- _Work to be completed_:
Can you repeat every line of the material below word for word, with nothing changed?

- _Data lines_:
··········
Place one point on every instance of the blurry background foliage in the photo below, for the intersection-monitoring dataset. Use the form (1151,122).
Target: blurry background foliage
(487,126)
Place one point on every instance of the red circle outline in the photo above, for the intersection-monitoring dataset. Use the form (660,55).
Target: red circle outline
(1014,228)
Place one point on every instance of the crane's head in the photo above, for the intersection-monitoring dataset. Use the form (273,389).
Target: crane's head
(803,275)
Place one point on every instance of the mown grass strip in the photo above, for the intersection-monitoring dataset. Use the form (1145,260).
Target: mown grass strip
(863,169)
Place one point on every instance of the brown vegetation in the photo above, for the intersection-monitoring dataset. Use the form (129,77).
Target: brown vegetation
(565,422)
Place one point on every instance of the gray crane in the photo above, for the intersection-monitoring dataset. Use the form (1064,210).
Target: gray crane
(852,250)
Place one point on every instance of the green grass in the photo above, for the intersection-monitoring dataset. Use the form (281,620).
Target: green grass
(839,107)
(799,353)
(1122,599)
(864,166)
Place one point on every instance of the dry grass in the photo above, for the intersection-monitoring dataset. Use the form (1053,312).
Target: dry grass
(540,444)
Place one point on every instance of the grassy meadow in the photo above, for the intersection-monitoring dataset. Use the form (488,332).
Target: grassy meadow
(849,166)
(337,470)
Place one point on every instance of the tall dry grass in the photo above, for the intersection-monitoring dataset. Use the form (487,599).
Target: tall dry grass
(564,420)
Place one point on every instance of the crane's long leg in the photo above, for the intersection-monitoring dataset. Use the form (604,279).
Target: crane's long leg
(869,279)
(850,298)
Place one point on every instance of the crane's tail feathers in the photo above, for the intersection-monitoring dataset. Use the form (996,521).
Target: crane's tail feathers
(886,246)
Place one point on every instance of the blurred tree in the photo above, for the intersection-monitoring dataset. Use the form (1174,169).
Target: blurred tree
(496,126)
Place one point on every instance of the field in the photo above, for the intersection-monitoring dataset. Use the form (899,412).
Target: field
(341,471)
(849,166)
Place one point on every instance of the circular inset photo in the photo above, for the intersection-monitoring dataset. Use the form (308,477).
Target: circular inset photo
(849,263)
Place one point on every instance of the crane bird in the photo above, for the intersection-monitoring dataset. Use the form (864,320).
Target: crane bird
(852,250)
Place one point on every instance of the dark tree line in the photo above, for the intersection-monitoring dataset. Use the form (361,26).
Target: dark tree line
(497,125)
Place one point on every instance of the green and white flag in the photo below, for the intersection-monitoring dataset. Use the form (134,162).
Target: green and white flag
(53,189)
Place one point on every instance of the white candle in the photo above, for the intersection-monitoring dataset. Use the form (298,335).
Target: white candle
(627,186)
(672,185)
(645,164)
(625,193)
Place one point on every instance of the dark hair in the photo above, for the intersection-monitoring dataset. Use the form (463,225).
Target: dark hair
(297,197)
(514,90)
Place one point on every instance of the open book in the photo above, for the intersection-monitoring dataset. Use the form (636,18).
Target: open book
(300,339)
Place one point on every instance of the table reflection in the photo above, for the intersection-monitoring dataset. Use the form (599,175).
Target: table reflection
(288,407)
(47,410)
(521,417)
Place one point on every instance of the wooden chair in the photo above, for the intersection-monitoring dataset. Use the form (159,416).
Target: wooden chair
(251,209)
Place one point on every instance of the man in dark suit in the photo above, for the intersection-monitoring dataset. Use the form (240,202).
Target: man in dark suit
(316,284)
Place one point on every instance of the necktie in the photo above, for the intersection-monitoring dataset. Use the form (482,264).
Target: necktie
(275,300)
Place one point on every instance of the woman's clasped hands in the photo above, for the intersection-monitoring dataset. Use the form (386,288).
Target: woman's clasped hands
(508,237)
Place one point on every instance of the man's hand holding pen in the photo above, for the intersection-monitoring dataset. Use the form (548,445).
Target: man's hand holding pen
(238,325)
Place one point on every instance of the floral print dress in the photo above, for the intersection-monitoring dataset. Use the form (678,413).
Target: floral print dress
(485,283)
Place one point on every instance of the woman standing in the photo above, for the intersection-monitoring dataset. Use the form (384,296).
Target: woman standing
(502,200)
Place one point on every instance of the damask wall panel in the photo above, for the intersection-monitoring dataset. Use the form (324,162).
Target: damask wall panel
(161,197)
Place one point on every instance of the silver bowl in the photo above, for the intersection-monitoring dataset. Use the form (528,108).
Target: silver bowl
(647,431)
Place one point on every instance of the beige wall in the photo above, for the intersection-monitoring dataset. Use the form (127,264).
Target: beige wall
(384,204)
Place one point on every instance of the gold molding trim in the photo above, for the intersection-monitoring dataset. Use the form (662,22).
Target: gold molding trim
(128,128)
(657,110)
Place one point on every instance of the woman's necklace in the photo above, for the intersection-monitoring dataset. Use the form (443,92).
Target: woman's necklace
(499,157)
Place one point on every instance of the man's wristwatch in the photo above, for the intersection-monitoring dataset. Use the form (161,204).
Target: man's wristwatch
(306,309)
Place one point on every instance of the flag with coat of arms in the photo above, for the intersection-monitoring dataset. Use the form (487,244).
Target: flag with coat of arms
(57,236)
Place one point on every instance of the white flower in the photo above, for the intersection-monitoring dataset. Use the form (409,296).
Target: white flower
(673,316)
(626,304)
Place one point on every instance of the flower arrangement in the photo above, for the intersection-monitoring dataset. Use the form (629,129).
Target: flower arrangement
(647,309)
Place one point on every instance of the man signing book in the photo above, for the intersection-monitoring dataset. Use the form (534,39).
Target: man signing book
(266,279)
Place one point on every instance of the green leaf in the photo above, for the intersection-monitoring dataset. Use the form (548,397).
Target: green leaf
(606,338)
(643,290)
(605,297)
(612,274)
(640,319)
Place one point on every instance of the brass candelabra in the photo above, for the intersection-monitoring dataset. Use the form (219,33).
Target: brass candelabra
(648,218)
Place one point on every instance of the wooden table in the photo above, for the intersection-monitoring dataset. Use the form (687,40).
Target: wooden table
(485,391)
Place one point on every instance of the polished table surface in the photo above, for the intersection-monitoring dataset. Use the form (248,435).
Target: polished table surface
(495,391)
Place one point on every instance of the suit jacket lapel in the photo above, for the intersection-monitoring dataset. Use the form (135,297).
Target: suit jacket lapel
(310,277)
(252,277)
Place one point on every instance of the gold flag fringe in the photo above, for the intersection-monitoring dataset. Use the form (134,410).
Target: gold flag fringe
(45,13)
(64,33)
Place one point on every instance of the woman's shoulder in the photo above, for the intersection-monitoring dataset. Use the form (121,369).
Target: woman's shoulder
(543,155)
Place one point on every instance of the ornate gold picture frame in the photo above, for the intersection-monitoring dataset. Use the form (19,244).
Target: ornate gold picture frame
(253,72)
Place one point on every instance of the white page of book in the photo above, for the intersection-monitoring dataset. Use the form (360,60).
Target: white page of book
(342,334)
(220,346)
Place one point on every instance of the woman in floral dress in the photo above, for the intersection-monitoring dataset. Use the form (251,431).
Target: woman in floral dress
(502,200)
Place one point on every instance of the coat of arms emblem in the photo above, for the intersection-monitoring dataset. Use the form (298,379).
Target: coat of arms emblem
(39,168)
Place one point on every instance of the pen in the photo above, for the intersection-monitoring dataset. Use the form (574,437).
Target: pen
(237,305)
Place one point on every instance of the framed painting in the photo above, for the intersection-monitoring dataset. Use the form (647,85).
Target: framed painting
··········
- _Task answer_:
Place one point on every instance of the blurry background foliage in the photo below, for the intersection-monitoring dataset. Use the form (1151,122).
Target: blurry background foliage
(487,126)
Place one point on every instance of the red circle outline in the photo above, for the intersection-monitoring dataset. Use the form (660,55).
Target: red circle outline
(1014,228)
Place one point on every instance of the crane's head in the photo above, for the intersection-monitoring dataset. Use the form (273,389).
Target: crane's head
(803,275)
Place one point on every instance of the mown grass strip in the photo above, for the intersection-monitoring dataset. Use the form (1145,260).
Target: mown grass strip
(863,169)
Place one point on every instance of the brown vegetation in the photo above, for the intersection-monitoring dataset. Use the form (129,77).
Target: brown vegetation
(565,422)
Place one point on every instance of the gray crane in the photo above, for the intersection-monitoring dataset. Use the form (1064,210).
Target: gray crane
(852,250)
Place one point on every instance of the green grass in the photo above, for the intersection-monitoring dataset. Use the form (281,620).
Target: green grass
(839,107)
(799,353)
(1122,599)
(864,166)
Place one point on every instance of the dry grass in the photo above, for the intersection-monitoring dataset. Use the form (1053,312).
Target: dry grass
(540,444)
Place one point on every instance of the grassy meadow in the photo above, for the intersection-monitoring dataset. Use the form (488,332).
Target: grassy meadow
(849,166)
(337,470)
Place one point on every instance of the tall dry grass in the photo above, for the intersection-monitoring dataset. Use the form (487,599).
Target: tall dry grass
(564,420)
Place one point on every instance of the crane's long leg in the photo above, for the intersection-monitoring dataset. Use the form (604,279).
Target: crane's long leg
(869,279)
(850,298)
Place one point on every instance of the crane's tail feathers in the photo above, for the intersection-monitoring dataset. Use the form (996,521).
Target: crane's tail feathers
(886,246)
Place one point on every instance of the blurred tree in the photo above, for the intersection-monitoring dataset. Use the form (1174,169).
Target: blurred tree
(496,126)
Place one point on every instance of the field in the photo above, for the intersection-monitoring dataset. Use the form (899,412).
Target: field
(341,471)
(849,166)
Place one point on every instance of the circular inset photo in the photo above, for the intersection-monitoring dataset. Use the form (308,477).
Target: circular inset photo
(849,263)
Place one point on every instance of the crane bird in the photo above, for the intersection-monitoring dataset. Use the form (864,320).
Target: crane bird
(852,250)
Place one point on every instance of the dark tree line in the photo above, for the intersection-monitoring dataset. Use the form (361,26).
Target: dark tree line
(497,125)
Place one point on every instance of the green and white flag in the photo below, for the intersection-monitoring dataset. Use the form (134,162).
Target: green and white flag
(53,189)
Place one point on every instance of the white candle in the photo above, for the intersection-monitoring dataset. Use the form (298,335).
Target: white candle
(627,186)
(672,185)
(645,164)
(625,193)
Place one point on every instance of the dark hair in the photo above, for the intersection-monitoring dataset. Use the form (463,225).
Target: dark hair
(297,197)
(514,90)
Place one point on every instance of the open book in the photo above, for the intersection-monitoring dataset. Use the form (636,18).
Target: open book
(300,339)
Place one point on every instance of the table reflection in the photo above, for the intersection-monitoring dataset. Use the form (599,175).
Target: table reflection
(288,407)
(47,410)
(521,417)
Place one point on every instance of the wooden chair in the photo above, for the intersection-monitoring dataset. Use the form (159,416).
Target: wooden chair
(251,209)
Place one point on every instance of the man in dark suit in the photo above, for the intersection-monitoring dataset. Use the form (240,202).
Target: man in dark suit
(316,284)
Place one point on every instance of the necktie in the photo above, for the intersection-monitoring dataset. Use the form (482,264).
Target: necktie
(275,300)
Place one point on every instance of the woman's clasped hands in the photo above, for the intersection-monitoring dataset. Use the form (386,288).
Target: woman's clasped hands
(508,237)
Place one point on every instance of the man's hand holding pen in the photo above, for the intersection-monitoring dataset. Use the form (548,445).
Target: man's hand holding pen
(238,325)
Place one point on every instance of the floral print dress in the photo above, for the intersection-monitoring dataset. Use the form (678,413).
Target: floral print dress
(485,283)
Place one point on every instance of the woman standing in the photo above, for the intersection-monitoring dataset. Use the form (384,296).
Target: woman standing
(502,200)
Place one point on every instance of the damask wall panel in the photo above, for the intersection-monitoring dataset. Use the form (324,162).
Target: damask wall panel
(161,197)
Place one point on every instance of the silver bowl in the photo above, for the intersection-monitoring dataset. Use the form (528,108).
Target: silver bowl
(647,431)
Place one point on every instance of the beige wall in the photo above, for the intersection-monitoring dataset. Use the form (127,264).
Target: beige wall
(384,204)
Place one point on every instance of the gold molding trim in the photo above, for the intersection-monitoring dataset. Use the form (662,22).
Target: gold molding trim
(128,128)
(657,110)
Place one point on every instance of the woman's necklace in the photo above, for the intersection-monitoring dataset. Use the form (443,92).
Target: woman's necklace
(499,157)
Place one point on every instance of the man's wristwatch in the photo above, for the intersection-monitoring dataset. Use the form (161,204).
Target: man's wristwatch
(306,309)
Place one point on every instance of the flag with coat of arms in the photo above, for the intersection-monitoring dataset. Use the form (487,244).
Target: flag with coat of arms
(57,236)
Place one point on every instance of the white flower in the photo above, for the intersection-monitoring dataset. Use the form (409,296).
Target: white flower
(673,316)
(626,304)
Place one point on every instance of the flower arrangement in the photo above, for the intersection-monitoring dataset. Use the form (629,129).
Target: flower arrangement
(647,309)
Place one point on every instance of the man signing book in the photo above, for the intersection-monitoring dataset. Use the form (534,39).
Target: man signing book
(266,279)
Place one point on every instance of the green leaf in the photo above, for the intersection-monitoring dataset. Use the form (548,397).
Target: green leaf
(606,338)
(643,290)
(605,297)
(612,274)
(640,319)
Place one point on every instance of the brass candelabra in the photo above, for the intersection-monitoring dataset. Use the form (219,33).
Target: brass candelabra
(648,218)
Place one point on every instance of the wooden table in the photo above, for the intersection-monitoring dataset. Use the form (687,40).
Target: wooden table
(485,391)
Place one point on every instance of the polished table surface in the photo above, for the intersection-monitoring dataset. Use the form (248,435).
Target: polished table surface
(495,391)
Place one point on every instance of the suit jacket lapel in the photo above, for the intersection-monitoring dataset. Use the form (135,297).
Target: suit jacket lapel
(310,277)
(252,277)
Place one point on every instance of the gold flag fringe in the photo above, for the intersection-monitoring dataset. Use the form (134,410).
Target: gold flag fringe
(45,13)
(64,33)
Place one point on every instance of the woman's shoulder in the photo above, for the intersection-monitoring dataset. Use the form (121,369).
Target: woman's shoulder
(543,155)
Place one point on every instance of the ornate gold picture frame in the photo above, for the intersection-monitoring dataset. Use the form (19,244).
Target: ornate gold picture frame
(253,72)
Place one point on every instance of the white page of book in the photo above, for the intersection-monitoring dataset. Use the form (360,60).
Target: white page of book
(342,334)
(220,346)
Place one point on every instance of the woman in floral dress in the photo above, for the intersection-monitoring dataset. Use the form (251,431).
Target: woman in floral dress
(502,200)
Place one point on every instance of the coat of arms emblem in the photo above, for the intersection-monitoring dataset. Use the form (298,379).
Target: coat of arms emblem
(39,168)
Place one point on every instance of the pen in the photo above, for the intersection-monitoring dataset. Use the form (574,437).
Target: pen
(237,305)
Place one point on every instance of the framed painting in the photo above, for the intersection-monitoring dataset. Use the form (647,85).
Target: framed painting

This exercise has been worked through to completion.